Some on the left lament that No-Drama Obama doesn't have it in him to show any sense of urgency. Woe to us that our safety rests in his hands.
The latest example of his imperial indifference is the gulf oil spill. Obama's defenders tell us the spill isn't his responsibility any more than Hurricane Katrina was President Bush's. But there's a world of difference between the two. President Bush had nothing to do with Hurricane Katrina. But President Obama had direct responsibility for making sure that the regulators who oversaw deep-water drilling did their jobs. Indeed, while he ran for president, candidate Obama excoriated Bush for allegedly letting Big Oil regulate itself. He promised to put a stop to that if he were elected. Yet he also unclenched his fist long enough to take big campaign contributions from BP.
Obama's reaction to the spill has been marked by lethargy, incompetence, bureaucratic red tape, and finger-pointing. While the Gulf state governors begged and clamored for help, Obama golfed and partied, turned down offers of help from other nations, and sat idly by while the federal bureaucracy twiddled its thumbs.

• Dataset extract

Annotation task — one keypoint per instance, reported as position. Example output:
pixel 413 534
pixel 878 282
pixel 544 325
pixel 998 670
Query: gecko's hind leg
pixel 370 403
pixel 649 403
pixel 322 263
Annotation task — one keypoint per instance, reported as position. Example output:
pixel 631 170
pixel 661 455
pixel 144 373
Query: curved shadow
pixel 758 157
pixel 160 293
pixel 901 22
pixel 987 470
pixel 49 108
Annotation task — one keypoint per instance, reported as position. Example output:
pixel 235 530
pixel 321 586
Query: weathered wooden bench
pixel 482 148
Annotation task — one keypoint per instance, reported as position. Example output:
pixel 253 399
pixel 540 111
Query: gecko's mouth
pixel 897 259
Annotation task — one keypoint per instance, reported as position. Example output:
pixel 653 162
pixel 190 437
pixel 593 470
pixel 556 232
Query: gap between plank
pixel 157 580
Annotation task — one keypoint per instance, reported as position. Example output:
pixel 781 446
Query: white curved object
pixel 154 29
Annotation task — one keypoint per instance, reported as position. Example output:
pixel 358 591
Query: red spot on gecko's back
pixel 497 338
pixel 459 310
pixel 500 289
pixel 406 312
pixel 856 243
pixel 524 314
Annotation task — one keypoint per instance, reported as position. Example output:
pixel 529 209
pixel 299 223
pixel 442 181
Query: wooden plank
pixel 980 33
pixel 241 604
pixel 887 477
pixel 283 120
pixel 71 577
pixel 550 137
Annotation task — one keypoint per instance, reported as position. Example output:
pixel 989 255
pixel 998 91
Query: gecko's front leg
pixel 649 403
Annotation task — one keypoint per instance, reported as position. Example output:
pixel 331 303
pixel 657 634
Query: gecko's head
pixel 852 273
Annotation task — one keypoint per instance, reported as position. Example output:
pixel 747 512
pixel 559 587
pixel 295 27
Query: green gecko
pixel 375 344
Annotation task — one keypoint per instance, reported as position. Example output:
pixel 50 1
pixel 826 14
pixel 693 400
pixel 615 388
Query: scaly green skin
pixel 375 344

==

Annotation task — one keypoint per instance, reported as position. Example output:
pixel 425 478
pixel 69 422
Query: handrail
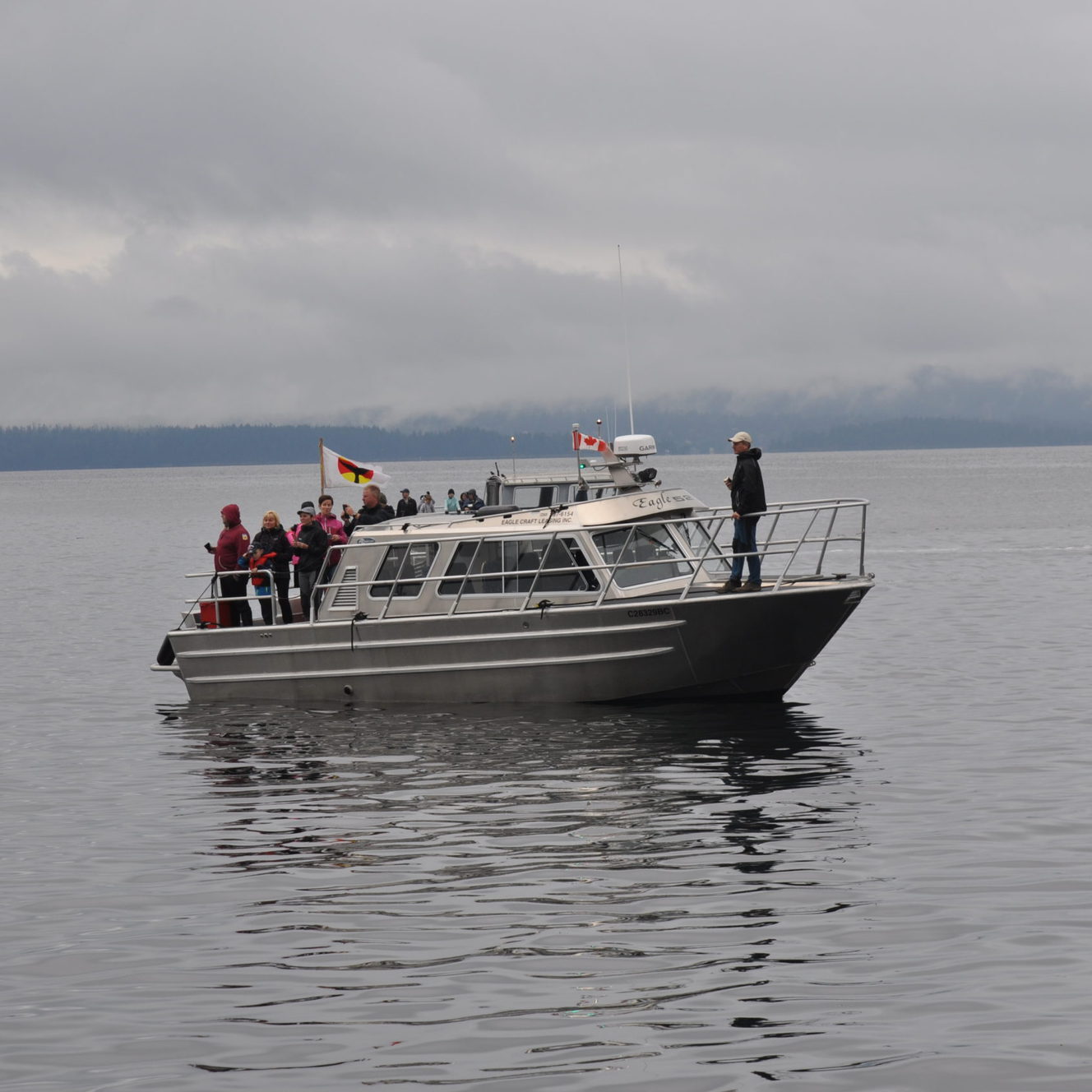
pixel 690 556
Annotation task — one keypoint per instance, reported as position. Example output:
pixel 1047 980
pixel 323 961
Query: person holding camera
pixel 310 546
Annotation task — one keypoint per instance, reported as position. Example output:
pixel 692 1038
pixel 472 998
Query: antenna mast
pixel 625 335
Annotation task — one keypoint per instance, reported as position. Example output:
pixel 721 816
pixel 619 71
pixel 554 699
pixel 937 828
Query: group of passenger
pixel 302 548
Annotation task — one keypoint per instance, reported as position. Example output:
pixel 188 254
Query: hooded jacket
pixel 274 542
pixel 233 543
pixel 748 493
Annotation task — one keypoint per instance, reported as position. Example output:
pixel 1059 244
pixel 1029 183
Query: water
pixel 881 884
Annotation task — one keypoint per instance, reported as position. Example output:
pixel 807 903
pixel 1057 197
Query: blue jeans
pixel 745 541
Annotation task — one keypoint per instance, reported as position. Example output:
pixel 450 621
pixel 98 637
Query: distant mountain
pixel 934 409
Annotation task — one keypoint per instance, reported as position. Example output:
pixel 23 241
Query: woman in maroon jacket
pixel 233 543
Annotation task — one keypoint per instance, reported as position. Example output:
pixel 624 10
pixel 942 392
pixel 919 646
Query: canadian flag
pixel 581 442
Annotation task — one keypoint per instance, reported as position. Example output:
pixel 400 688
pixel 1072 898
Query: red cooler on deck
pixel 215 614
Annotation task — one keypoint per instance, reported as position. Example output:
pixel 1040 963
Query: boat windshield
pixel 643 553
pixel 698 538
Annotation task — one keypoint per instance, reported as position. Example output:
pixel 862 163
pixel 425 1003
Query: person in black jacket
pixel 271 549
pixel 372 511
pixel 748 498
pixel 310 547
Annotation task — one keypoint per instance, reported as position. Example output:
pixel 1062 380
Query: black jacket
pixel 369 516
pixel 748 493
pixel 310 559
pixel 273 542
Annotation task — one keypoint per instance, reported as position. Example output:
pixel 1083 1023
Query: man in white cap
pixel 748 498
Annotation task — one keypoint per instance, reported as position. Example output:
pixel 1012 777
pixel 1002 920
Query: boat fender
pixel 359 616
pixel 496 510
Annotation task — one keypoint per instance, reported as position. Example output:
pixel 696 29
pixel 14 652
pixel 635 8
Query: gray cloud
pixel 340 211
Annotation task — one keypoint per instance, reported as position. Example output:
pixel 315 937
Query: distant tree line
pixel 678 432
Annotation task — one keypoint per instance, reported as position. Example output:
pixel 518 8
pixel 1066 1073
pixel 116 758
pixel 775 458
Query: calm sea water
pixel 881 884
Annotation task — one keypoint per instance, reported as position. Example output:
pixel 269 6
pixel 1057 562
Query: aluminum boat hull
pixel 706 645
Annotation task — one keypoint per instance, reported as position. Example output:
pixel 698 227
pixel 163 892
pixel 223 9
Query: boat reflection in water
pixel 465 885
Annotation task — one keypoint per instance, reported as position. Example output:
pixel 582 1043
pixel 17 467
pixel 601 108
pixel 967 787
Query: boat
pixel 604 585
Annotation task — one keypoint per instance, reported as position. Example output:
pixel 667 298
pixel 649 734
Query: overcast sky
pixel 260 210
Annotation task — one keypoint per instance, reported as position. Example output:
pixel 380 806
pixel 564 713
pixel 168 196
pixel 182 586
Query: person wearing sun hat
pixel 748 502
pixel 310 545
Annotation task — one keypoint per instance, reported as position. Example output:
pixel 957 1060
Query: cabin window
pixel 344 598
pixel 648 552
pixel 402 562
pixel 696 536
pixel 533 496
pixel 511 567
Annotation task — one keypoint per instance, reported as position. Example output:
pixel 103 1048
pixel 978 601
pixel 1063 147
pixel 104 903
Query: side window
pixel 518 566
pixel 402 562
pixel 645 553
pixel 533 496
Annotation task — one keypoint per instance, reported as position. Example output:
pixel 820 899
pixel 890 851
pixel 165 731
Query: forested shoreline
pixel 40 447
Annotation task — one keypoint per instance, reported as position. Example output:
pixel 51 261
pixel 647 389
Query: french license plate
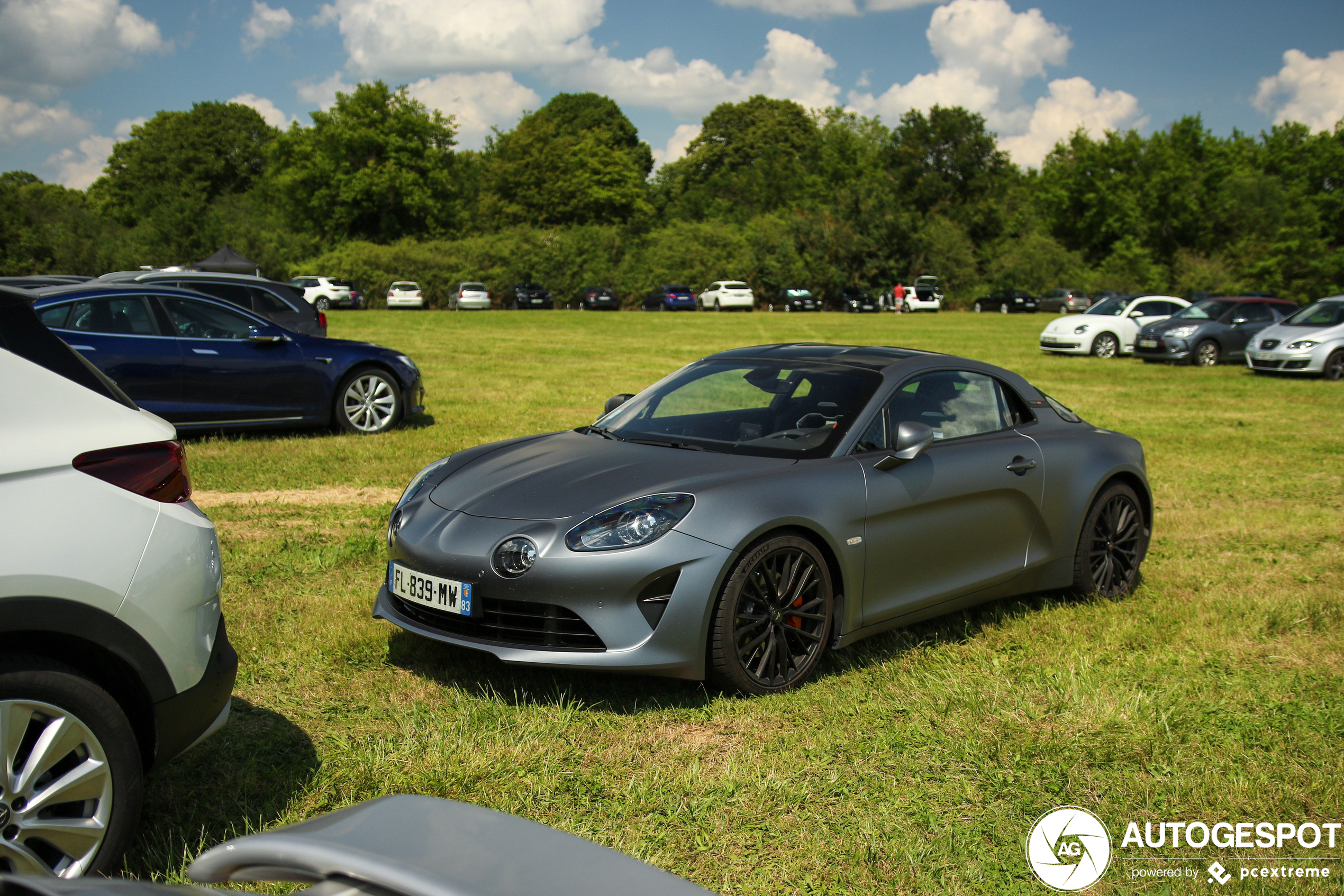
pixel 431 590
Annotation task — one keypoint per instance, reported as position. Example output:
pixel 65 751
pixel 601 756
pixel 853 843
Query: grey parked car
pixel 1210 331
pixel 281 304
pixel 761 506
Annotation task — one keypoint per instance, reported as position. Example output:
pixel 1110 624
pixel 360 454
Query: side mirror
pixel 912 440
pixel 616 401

* * *

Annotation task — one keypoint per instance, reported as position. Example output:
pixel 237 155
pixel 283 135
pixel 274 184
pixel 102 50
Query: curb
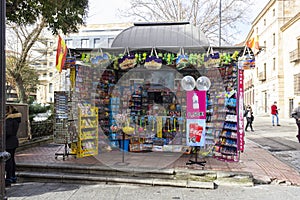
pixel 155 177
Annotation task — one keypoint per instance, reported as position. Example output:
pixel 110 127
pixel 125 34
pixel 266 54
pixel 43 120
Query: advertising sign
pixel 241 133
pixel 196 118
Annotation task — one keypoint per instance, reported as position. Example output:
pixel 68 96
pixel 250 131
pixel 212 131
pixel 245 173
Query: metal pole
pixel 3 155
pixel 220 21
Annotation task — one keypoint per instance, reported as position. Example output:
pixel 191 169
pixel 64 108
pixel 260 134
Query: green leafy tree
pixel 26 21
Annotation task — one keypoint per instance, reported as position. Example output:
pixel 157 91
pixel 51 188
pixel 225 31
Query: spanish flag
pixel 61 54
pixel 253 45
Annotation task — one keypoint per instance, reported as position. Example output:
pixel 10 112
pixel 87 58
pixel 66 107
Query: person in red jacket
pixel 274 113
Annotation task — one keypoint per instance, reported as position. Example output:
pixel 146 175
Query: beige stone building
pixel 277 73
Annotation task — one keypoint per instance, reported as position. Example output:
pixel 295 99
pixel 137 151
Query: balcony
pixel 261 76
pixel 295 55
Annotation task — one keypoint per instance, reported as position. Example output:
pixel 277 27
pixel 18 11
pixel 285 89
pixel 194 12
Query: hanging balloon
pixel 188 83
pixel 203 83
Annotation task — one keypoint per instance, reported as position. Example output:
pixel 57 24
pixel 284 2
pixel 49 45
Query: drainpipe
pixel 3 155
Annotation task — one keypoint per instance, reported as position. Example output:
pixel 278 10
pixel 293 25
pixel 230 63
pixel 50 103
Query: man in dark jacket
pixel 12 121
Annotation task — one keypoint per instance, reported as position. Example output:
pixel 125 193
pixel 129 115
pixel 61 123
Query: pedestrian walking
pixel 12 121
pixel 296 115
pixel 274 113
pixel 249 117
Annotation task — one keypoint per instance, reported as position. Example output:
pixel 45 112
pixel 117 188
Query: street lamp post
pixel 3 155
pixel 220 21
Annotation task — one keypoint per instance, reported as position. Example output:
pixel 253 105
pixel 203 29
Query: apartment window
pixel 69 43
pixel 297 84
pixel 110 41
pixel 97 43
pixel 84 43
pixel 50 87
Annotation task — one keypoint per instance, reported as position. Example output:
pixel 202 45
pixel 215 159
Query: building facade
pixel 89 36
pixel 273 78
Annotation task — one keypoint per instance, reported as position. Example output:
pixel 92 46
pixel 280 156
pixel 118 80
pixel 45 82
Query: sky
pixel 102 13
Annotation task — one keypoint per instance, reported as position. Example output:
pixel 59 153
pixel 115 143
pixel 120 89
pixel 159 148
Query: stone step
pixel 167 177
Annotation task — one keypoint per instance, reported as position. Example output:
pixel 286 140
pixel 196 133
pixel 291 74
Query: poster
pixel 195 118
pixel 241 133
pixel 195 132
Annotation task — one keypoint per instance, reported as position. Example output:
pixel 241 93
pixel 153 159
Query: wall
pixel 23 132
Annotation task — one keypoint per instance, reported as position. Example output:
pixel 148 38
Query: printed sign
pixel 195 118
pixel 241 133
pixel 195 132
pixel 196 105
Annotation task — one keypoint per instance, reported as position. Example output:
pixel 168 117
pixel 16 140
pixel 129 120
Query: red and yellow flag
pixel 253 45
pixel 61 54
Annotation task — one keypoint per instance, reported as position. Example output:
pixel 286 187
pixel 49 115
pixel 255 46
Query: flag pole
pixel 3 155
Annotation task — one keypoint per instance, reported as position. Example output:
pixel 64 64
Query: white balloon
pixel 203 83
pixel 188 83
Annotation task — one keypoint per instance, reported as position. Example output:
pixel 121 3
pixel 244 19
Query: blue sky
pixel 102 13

• Tasks and exercises
1. According to the opinion piece on the gulf oil spill, which company gave Obama big campaign contributions?
2. Resume the opinion piece on the gulf oil spill, starting after its last sentence.

• Answers below
1. BP

2.
The same environmentalists who castigated Bush for waiting half a week to help New Orleans with Katrina seem willing to forgive Obama his eleven weeks (and counting) worth of oil fouling the gulf. Pity the people of Louisiana in the meantime, who, in addition to the environmental disaster, must suffer the economic blow from the (utterly unnecessary) drilling moratorium, imposed by Obama to reassure his base that he was busy doing something. Even with the ongoing spill, more than 75% of Louisiana voters support offshore drilling. Half of polled voters think President Bush handled Katrina better than Obama has handled the spill.
The only politician whose fortunes have risen with the crisis is Governor Bobby Jindal, who's emerged as a true leader, and a man with executive temperament. With far fewer resources to combat the spill than Barack Obama, Jindal has done much more than the President to protect Louisiana beaches and marsh. You can be sure that American voters have taken notice of Governor Jindal.